◆ Exercise directions:
Would you please restate all of the entries exactly, apart from the pictures?

Material for the task Start Marker

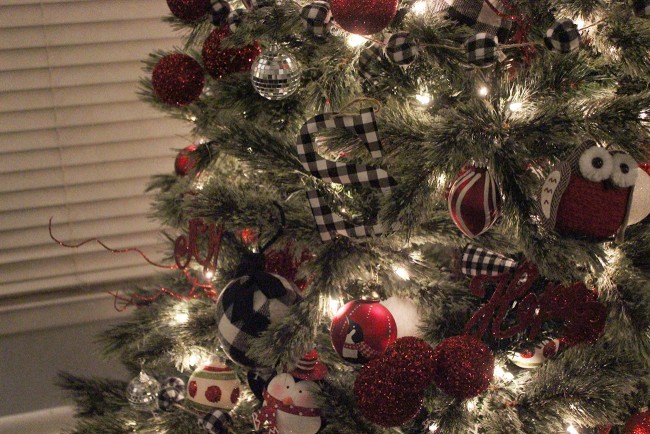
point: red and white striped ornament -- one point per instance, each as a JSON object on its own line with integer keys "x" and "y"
{"x": 474, "y": 201}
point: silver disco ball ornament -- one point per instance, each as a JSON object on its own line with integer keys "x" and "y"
{"x": 142, "y": 392}
{"x": 275, "y": 74}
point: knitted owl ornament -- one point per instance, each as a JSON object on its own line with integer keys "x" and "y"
{"x": 588, "y": 195}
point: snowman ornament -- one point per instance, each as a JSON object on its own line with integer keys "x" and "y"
{"x": 290, "y": 400}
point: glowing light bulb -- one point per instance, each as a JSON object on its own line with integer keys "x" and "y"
{"x": 516, "y": 106}
{"x": 402, "y": 273}
{"x": 423, "y": 98}
{"x": 419, "y": 7}
{"x": 355, "y": 40}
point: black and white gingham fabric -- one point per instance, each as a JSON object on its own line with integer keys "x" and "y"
{"x": 175, "y": 382}
{"x": 401, "y": 48}
{"x": 215, "y": 422}
{"x": 220, "y": 11}
{"x": 477, "y": 261}
{"x": 168, "y": 396}
{"x": 363, "y": 125}
{"x": 642, "y": 8}
{"x": 477, "y": 14}
{"x": 482, "y": 49}
{"x": 563, "y": 37}
{"x": 246, "y": 307}
{"x": 370, "y": 60}
{"x": 317, "y": 18}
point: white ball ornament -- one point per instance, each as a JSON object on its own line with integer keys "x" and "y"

Material for the task End Marker

◆ Response to the task:
point: red and white striped ornament -- one point per instance, each as a JSON object on its own line with integer keys "x" and "y"
{"x": 474, "y": 201}
point: silver disco ball ornament -- one point per instance, each as a JSON object on its own line with integer keys "x" and "y"
{"x": 142, "y": 392}
{"x": 275, "y": 74}
point: knitted owl ornament -- one point per instance, each as a JSON object on its own line with integer keys "x" and "y"
{"x": 588, "y": 195}
point: snowman ornament -- one point per instance, each as a JSON object on its own line with integer keys "x" and "y"
{"x": 290, "y": 400}
point: glowing light bulb -- one point per instance, each as a JSON object on its own line with integer keys "x" and "y"
{"x": 516, "y": 106}
{"x": 402, "y": 273}
{"x": 423, "y": 98}
{"x": 419, "y": 7}
{"x": 355, "y": 40}
point: black and white gingham fabric -- one point per instance, each as a JSON object on its own line with integer keys "x" and "y"
{"x": 175, "y": 382}
{"x": 401, "y": 48}
{"x": 215, "y": 422}
{"x": 220, "y": 11}
{"x": 477, "y": 261}
{"x": 168, "y": 396}
{"x": 363, "y": 125}
{"x": 642, "y": 8}
{"x": 477, "y": 14}
{"x": 482, "y": 49}
{"x": 563, "y": 37}
{"x": 246, "y": 307}
{"x": 370, "y": 60}
{"x": 317, "y": 18}
point: white ball ornament -- one point per instance, each as a JSON object on its own line with integer keys "x" and "y"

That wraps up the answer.